Recorded data:
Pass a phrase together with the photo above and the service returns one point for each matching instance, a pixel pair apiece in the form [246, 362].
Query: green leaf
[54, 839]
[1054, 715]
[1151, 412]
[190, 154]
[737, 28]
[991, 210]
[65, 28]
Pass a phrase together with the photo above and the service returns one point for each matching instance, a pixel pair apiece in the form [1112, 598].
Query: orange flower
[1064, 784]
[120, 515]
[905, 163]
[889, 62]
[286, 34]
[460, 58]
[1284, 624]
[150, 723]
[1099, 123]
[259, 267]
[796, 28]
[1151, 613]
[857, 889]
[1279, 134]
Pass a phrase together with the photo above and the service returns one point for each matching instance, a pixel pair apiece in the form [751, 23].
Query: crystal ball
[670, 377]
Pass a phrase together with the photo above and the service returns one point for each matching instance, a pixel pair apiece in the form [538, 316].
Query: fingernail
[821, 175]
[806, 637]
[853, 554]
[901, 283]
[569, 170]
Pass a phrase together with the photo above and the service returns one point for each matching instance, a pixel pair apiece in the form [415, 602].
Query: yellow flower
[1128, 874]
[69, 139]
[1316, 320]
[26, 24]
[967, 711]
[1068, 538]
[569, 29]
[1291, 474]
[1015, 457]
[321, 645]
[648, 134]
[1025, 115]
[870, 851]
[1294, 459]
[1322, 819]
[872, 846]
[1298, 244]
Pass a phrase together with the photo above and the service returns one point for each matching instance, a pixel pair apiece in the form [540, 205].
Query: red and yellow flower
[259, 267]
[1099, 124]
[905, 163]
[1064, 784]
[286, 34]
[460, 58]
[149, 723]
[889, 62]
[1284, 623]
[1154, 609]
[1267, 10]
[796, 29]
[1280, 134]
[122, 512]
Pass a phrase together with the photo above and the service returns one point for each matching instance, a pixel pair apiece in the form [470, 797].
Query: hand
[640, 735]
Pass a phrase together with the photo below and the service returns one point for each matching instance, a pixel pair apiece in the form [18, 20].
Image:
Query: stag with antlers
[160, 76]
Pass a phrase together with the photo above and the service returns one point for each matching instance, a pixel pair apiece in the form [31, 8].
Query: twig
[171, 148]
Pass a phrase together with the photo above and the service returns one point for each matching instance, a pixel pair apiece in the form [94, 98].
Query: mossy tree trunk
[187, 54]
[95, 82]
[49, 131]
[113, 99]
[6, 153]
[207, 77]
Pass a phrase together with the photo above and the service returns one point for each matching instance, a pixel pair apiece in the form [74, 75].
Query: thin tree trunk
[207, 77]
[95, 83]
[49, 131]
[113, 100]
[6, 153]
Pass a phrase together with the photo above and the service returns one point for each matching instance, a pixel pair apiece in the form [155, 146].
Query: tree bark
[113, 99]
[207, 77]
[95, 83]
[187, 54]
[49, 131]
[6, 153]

# [WHAT THE TASK ASKS]
Only the lines from the one with "Query: twig" through the last line of the records belong in the answer, each copied exactly.

# [WRITTEN RESPONSE]
Query: twig
[171, 148]
Pass a phrase together with the photo above and the service returns one point for each matching instance, a pixel pair apiece in the form [94, 98].
Query: mossy tree trunk
[187, 54]
[95, 82]
[49, 131]
[113, 99]
[6, 153]
[207, 77]
Pass a phrase together with the photo above and the service returns one point for each matching instance, a pixel pair apiece in the form [74, 75].
Query: thin tree trunk
[207, 77]
[95, 83]
[49, 131]
[113, 100]
[6, 153]
Pass a phrase together with the photo above and the service returns one point for each matching instance, a pixel pair apiece in the form [155, 146].
Query: tree bark
[113, 99]
[207, 77]
[95, 83]
[187, 54]
[49, 131]
[6, 153]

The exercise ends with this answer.